_Travail demandé:_
1. D'après le texte sur le Oui-ja, quel âge ont les deux écoliers que David Mac Callum aborde à Londres ?
2. Remplacez « écoliers » par « collégiens » dans le passage du texte sur le Oui-ja qui commence par les mots contenant « Quelques jours avant » et se termine par « années leur aîné. », puis donnez ce passage modifié.

UN PETIT TOUR CHEZ FRANCOIS

UN PETIT TOUR CHEZ FRANCOIS

Le OUI-JA

Pour des personnes inexpérimentées ou influençables, ouvrir les portes du paranormal est un acte pouvant conduire à des déséquilibres graves, voire dangereux.

La pratique du spiritisme en amateur, que ce soit à l'aide du jeu du Oui-ja ou de techniques comme l'écriture automatique, est-elle réellement sans danger ? Plusieurs dérapages, conduisant parfois au meurtre satanique, attestent du fait que tout le monde ne peut pas impunément franchir les portes de l'occulte.

Quelques jours avant les fêtes de Noël 1995, dans le quartier de Mayfair, à Londres, David Mac Callum aborde deux écoliers âgés de 15 ans et leur propose de venir chez lui pour écouter du heavy metal et visionner quelques vidéos "super-rares". Les deux adolescents, Michael Earridge et Stephen Cullan, sont "accros" à cette musique ; bien qu'émanant d'un inconnu, ils acceptent l'invitation et suivent ce nouvel ami, de quelques années leur aîné.

Dans l'appartement de Mac Callum, les deux invités traversent un living-room dont l'ordre et la propreté tranche avec l'aspect de la chambre à coucher de leur hôte : David semble vivre dans un désordre indescriptible, parmi un amoncellement de disques d'Iron Maiden et de Metallica, mélangés à une montagne de livres, tous consacrés à Charles Manson, le serial-killer illuminé, assassin de l'actrice Sharon Tate.

Surprise, au centre de la pièce plongée dans une demi pénombre, se dresse une sorte d'autel, drapé de noir et orné à chaque extrémité de hauts cierges allumés. A ses invités, quelque peu interloqués, Mac Callum explique d'un ton paisible : "Cet autel est celui de Satan. Mon ami Dennis et moi-même vouons au diable un véritable culte. Car c'est lui qui nous permet de communiquer avec les morts, par l'intermédiaire du Oui-ja".

Il désigne du doigt, souriant, le plateau de jeu disposé au pied de l'autel et propose : "Avant d'écouter un peu de musique, voulez-vous participer à une partie? Je vais vous initier en attendant Dennis..." Intrigués, Michael et Stephen acceptent. Sitôt arrivé Dennis, les quatre jeunes gens prennent place, assis à même le sol, autour du plateau du Oui-ja et, selon l'usage, chacun pose une main sur le triangle mobile placé au centre du jeu.

_Entrées du corpus:_
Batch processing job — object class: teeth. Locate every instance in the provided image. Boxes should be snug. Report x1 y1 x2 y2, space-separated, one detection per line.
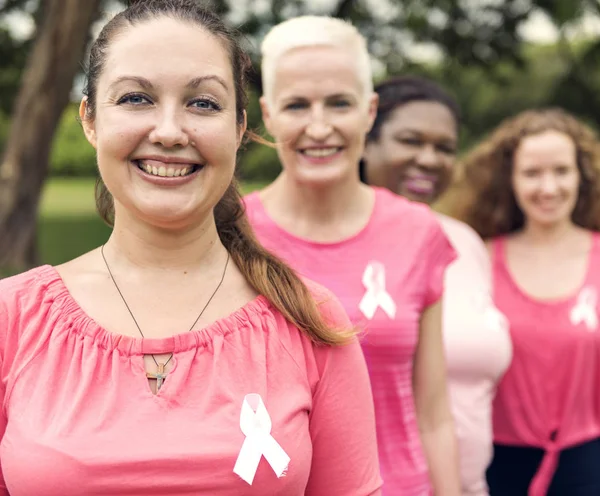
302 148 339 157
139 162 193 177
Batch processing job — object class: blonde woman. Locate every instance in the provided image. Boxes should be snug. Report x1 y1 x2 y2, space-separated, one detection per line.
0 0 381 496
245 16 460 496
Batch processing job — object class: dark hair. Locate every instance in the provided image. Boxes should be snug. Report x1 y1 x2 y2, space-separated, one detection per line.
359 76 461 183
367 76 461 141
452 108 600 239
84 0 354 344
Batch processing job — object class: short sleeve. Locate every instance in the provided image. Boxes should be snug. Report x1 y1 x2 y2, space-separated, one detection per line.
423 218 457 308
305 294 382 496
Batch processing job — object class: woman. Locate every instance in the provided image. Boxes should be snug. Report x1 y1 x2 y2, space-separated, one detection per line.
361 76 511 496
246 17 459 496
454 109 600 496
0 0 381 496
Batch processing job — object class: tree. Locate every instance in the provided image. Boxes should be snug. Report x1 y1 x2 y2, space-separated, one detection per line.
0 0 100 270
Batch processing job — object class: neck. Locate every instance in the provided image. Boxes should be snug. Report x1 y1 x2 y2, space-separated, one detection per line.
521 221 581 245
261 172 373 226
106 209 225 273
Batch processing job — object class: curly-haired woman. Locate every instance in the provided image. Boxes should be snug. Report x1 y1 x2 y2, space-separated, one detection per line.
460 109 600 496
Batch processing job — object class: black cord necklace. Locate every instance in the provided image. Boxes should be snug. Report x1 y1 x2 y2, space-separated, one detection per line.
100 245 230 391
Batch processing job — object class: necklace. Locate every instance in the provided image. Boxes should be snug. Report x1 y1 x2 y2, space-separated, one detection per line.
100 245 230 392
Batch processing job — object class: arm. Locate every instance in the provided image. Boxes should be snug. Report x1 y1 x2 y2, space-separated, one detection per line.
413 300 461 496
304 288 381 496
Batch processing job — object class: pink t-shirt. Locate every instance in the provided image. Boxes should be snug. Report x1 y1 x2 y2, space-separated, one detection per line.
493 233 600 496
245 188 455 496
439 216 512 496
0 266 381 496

_Solutions proposées:_
1. Ils ont 15 ans.

2.
Quelques jours avant les fêtes de Noël 1995, dans le quartier de Mayfair, à Londres, David Mac Callum aborde deux collégiens âgés de 15 ans et leur propose de venir chez lui pour écouter du heavy metal et visionner quelques vidéos "super-rares". Les deux adolescents, Michael Earridge et Stephen Cullan, sont "accros" à cette musique ; bien qu'émanant d'un inconnu, ils acceptent l'invitation et suivent ce nouvel ami, de quelques années leur aîné.